>> BEGIN

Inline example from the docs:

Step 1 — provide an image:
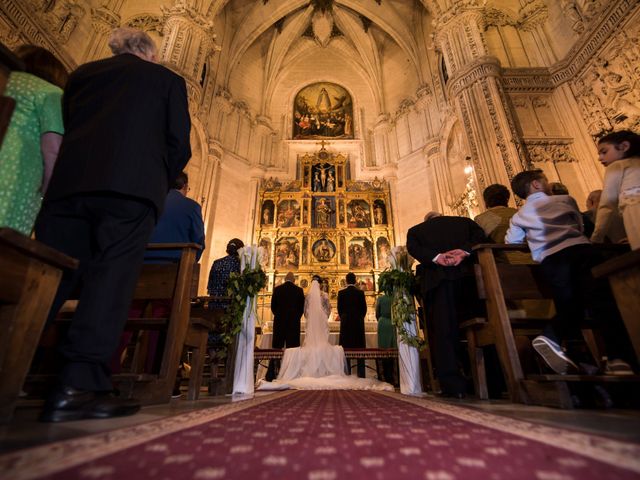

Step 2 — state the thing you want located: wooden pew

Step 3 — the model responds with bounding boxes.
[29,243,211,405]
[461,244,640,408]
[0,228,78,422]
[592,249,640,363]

>> END
>> BEGIN

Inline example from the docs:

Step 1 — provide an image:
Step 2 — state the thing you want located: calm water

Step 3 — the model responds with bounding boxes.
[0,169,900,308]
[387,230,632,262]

>> END

Report, in full, every line of the material above that contains the word "want".

Exercise solution:
Step 2 — state the thing you want located: wooden pew
Step 2 — state the thing you want located: calm water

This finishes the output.